**Given passage:**
:::::

# Custody Battle- What is Court Like?



## summerB (Aug 31, 2011)

We are officially separating after 6 yrs of marriage. We have one child who is 4. No infidelity, but emotional abuse from my H. In our state, we need to sign a mutually agreed to separation agreement or we go to court to determine custody and property division. 

I am DD's primary care giver. I bathe her, cloth her, feed her, put her to bed, get her up, trim her nails, stay up with her during the night, make her appointments, take her to her appointments etc. When he is scared, she calls out for me. When she wakes up at night, she calls out for me. When I am gone, she wants to know where I am. My STBXH has had ample opportunity over the past 4 years to co-parent, but he didn't do it. He plays with her occasionally when we are both home. 

Now that we are separating he wants 50/50 physical custody with me caring for her Mon-Fri afternoon and him Fri afternoon to Mon morning, every week. I proposed I have primary residence and he have every other weekend and evenings during the week as his work schedule allows. He said he will not sign anything unless it is 50/50.

Thinking of DD's best interest, she is young and I am her primary caregiver. She has only been away from me over night on 3 occasions, and each for only one night. We spend pretty much every weekend alone together while DH does his own thing. I think it would be horribly damaging to her at this point for her to go from me being the only care giver, to not seeing me for days on end and being with her dad who she doesn't necessarily trust and feel emotionally safe with. I have no intention of keeping her from her father or his family. She loves her dad and he loves her. But he has NEVER provided more than 36 consecutive hrs of care in 4 years. NEVER. Often, when he is keeping her for only a couple hours, he sends her to his parents house instead of caring for her. 

I talked to my lawyer, and he said that if H won't sign, then my only choice is to file for custody and go to court. This feels wrong to fight over her like this, but I am unwilling to put her in a position where her world crashes down any more than it is going to under these horrible circumstances. 

Has anyone else had to go to court for custody? What was it like? I do not hate my husband and will not lie about him. However, if we have to call witnesses, I cannot think of a single person who could truthfully say he provides any more than 'babysitting' care of DD.

I just want to get some idea of what I am getting in here so I can make the best decisions I can for my daughter. I know it is going to be hard no matter what, but I can do my best to be as decent as possible. 

Any thoughts, feedback or advice is much appreciated.


----------



## EleGirl (Dec 3, 2011)

It's unfair that your husband wants you to have her during the work week when it's much harder to care for a child, having to get her up and to day care. Then pick her up and deal with her after an all day separation when you are tired from work. Then he wants you to not have any weekends at all. That stinks for you and for your daughter.

One thing you can do is to ask for a custody evaluation.

When I did this we each had to suggest 2-3 evaluators to the court. The court picked from the list. In our case the court chose one that I suggested. IT was a place called "Fathers and Family". There were two evaluators.. a team of a man and a woman. They had a several meetings with each of us and with our son. My husband and I had to take tests.

In the end their report said that my husband was abusive and they limited his time with our son. They also said that if he atteneded counseling with our son for 18 months and successfully finished it then he could get one more day a week.

In the end we had a 60/40 split of time. Me with 60%. 

The court went with the evaluator's suggested plan.

Courts today usually go with 50/50. Kids adjust. So you will need something/someone to back you up to get more time. It's highly unlikely you will get full custody. 

Go with an evaluation if you can afford it. And do not agree to him having every weekend. The courts will understand that this is unreasonable.


----------

:::::

**Excerpted data:**
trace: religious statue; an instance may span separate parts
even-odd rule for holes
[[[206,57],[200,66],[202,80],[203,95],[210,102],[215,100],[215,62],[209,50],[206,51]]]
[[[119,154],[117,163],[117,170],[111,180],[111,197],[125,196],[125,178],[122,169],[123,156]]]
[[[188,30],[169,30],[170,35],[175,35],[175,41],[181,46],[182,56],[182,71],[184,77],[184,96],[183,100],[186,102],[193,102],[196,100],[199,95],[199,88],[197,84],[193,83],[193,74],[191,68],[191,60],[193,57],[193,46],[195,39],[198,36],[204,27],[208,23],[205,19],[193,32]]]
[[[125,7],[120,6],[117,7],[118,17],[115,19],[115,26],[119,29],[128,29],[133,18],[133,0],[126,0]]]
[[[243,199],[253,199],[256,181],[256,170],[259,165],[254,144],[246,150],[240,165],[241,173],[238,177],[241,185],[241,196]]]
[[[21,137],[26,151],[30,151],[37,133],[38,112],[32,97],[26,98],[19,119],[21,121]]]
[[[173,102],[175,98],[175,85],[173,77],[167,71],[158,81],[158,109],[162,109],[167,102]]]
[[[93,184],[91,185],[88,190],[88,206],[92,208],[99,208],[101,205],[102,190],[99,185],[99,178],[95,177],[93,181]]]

:::::

**Exercise task:**
Reproduce the part of the custody thread that begins at the words "# Custody Battle- What" and ends after "are both home.".

**Exercise output:**
# Custody Battle- What is Court Like?



## summerB (Aug 31, 2011)

We are officially separating after 6 yrs of marriage. We have one child who is 4. No infidelity, but emotional abuse from my H. In our state, we need to sign a mutually agreed to separation agreement or we go to court to determine custody and property division. 

I am DD's primary care giver. I bathe her, cloth her, feed her, put her to bed, get her up, trim her nails, stay up with her during the night, make her appointments, take her to her appointments etc. When he is scared, she calls out for me. When she wakes up at night, she calls out for me. When I am gone, she wants to know where I am. My STBXH has had ample opportunity over the past 4 years to co-parent, but he didn't do it. He plays with her occasionally when we are both home.